Start of Text provided

Publication date:

20 May 2007

Length of book:

128 pages

Publisher

Jason Aronson, Inc.

ISBN-13: 9780765705273

This volume addresses the topic of embodiment in psychoanalysis from both theoretical and clinical points of view. Freud's development of a psychoanalytic theory and treatment originated from his consideration of neurology, aphasia, and the great range of embodied signs constituting the hysterical neuroses. Symptoms and signs, Freud noted in 1895, "join in the conversation" by taking bodily form. The body and the mind form a nexus, which is the proper area of study for psychoanalysis.

Because this is a vast field of inquiry, a pluralistic perspective is taken by this collection of papers, ranging from philosophic and semiotic understandings of the body, to Freudian, Lacanian, feminist, and object relations hypotheses. Clinical phsnomena such as self-mutilation, fantasy about the body and its representations and meanings, enactment, sexuality, and psychotic fragmentation are addressed in an attempt to extend our understanding of the psychoanalytic traditions that have evolved in relation to Freud's discoveries.

This volume includes representative work from established psychoanalysts (Kalinich, Modell), psychoanalysts with sophisticated philosophical grounding (Frie, Simpson), and clinicians working with severely disturbed patients (Elmendorf, Plakun, Tillman, Fromm).
This is a lively conversation among top clinical thinkers on the terrain in which Freud intervened so incisively. Here, readers who join the conversation of Drs. Muller and Tillman, et. al. will find the most important voices in philosophy and the clinic speaking with fresh insight on contemporary aspects of embodiment. A must for anyone interested in the somatic underpinnings of psychoanalysis.

End of Text provided
Start of Entries shown

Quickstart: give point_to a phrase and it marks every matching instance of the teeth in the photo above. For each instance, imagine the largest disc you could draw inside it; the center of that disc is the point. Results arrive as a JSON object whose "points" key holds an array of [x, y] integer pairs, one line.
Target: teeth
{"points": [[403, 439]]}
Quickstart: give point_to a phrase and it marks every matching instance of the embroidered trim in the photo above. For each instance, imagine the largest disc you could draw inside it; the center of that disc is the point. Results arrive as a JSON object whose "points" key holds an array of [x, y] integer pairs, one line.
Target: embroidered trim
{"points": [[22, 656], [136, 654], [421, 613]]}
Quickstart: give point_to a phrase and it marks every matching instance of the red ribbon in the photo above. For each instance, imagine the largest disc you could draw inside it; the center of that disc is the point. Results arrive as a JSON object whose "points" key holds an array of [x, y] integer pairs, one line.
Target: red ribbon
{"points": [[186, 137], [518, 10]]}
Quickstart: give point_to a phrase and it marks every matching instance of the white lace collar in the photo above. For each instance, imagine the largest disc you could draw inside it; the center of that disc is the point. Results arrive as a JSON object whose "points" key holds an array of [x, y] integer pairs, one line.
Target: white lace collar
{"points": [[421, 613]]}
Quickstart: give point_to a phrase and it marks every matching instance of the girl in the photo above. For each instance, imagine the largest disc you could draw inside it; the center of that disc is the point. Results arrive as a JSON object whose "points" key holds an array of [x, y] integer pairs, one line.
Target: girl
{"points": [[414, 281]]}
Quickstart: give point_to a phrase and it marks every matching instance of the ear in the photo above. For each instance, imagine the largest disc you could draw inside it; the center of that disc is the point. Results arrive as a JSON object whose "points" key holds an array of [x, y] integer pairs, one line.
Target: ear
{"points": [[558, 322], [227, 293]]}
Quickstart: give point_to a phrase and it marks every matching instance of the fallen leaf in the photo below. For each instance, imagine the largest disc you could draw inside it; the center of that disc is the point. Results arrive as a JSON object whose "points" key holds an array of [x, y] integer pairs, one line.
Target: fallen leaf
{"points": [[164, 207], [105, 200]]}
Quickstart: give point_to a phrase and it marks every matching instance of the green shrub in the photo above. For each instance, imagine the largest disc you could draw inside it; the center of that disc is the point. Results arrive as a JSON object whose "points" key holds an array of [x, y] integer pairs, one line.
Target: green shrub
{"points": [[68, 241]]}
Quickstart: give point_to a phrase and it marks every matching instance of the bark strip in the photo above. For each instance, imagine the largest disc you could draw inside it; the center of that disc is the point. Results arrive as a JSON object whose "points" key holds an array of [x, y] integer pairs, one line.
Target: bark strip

End of Entries shown

**What is required**
From the book description on embodiment in psychoanalysis, reproduce word for word the passage that begins with the words "Because this is" and ends with "Plakun, Tillman, Fromm).".

**Answer section**
Because this is a vast field of inquiry, a pluralistic perspective is taken by this collection of papers, ranging from philosophic and semiotic understandings of the body, to Freudian, Lacanian, feminist, and object relations hypotheses. Clinical phsnomena such as self-mutilation, fantasy about the body and its representations and meanings, enactment, sexuality, and psychotic fragmentation are addressed in an attempt to extend our understanding of the psychoanalytic traditions that have evolved in relation to Freud's discoveries.

This volume includes representative work from established psychoanalysts (Kalinich, Modell), psychoanalysts with sophisticated philosophical grounding (Frie, Simpson), and clinicians working with severely disturbed patients (Elmendorf, Plakun, Tillman, Fromm).